Turn each line of the listing below into a row of a Markdown table with two columns, "Row" for the line's number and "Line" for its text, and skip any blank lines.

## Data shown

## START

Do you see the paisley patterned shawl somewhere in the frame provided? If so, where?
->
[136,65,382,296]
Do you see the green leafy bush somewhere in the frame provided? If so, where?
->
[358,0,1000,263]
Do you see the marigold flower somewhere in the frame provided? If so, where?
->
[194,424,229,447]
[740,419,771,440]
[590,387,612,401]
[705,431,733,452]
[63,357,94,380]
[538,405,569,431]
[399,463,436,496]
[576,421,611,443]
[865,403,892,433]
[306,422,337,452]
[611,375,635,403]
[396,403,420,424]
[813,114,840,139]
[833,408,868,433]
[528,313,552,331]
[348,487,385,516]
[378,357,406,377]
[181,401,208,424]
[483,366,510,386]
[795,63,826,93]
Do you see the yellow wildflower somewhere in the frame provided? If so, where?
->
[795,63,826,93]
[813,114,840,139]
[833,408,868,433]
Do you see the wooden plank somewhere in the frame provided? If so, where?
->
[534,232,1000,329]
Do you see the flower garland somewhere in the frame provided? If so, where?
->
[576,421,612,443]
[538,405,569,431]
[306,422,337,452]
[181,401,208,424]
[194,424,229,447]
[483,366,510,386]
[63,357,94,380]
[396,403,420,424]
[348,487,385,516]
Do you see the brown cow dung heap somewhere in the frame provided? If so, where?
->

## END

## Exercise response
| Row | Line |
|---|---|
| 1 | Do you see the paisley patterned shawl somewhere in the frame provided? If so, where? |
| 2 | -> |
| 3 | [136,65,382,296] |
| 4 | Do you see the green leafy bush somewhere in the frame provided? If so, where? |
| 5 | -> |
| 6 | [358,0,1000,263] |
| 7 | Do you see the marigold flower somewhere in the frame provided? If so, where? |
| 8 | -> |
| 9 | [194,424,229,447] |
| 10 | [740,419,771,440] |
| 11 | [590,387,612,401] |
| 12 | [705,431,733,452] |
| 13 | [63,357,94,380] |
| 14 | [538,405,569,431] |
| 15 | [399,463,436,496] |
| 16 | [576,421,611,443] |
| 17 | [865,403,892,433] |
| 18 | [306,422,337,452] |
| 19 | [611,375,635,403] |
| 20 | [396,403,420,424] |
| 21 | [813,114,840,139] |
| 22 | [833,408,868,433] |
| 23 | [528,313,552,331] |
| 24 | [348,487,385,516] |
| 25 | [378,357,406,377] |
| 26 | [181,401,208,424] |
| 27 | [483,366,510,386] |
| 28 | [795,63,826,93] |
| 29 | Do you see the yellow wildflower somewhere in the frame provided? If so, where? |
| 30 | -> |
| 31 | [795,63,826,93] |
| 32 | [813,114,840,139] |
| 33 | [833,408,868,433] |
| 34 | Do you see the wooden plank somewhere in the frame provided? If so, where? |
| 35 | -> |
| 36 | [534,232,1000,329] |
| 37 | Do you see the flower garland somewhere in the frame provided? If so, where? |
| 38 | -> |
| 39 | [576,421,612,443] |
| 40 | [538,405,569,431] |
| 41 | [306,422,337,452] |
| 42 | [181,401,208,424] |
| 43 | [194,424,229,447] |
| 44 | [483,366,510,386] |
| 45 | [63,357,94,380] |
| 46 | [396,403,420,424] |
| 47 | [348,487,385,516] |
| 48 | Do you see the brown cow dung heap somewhere in the frame provided? If so, where? |
| 49 | -> |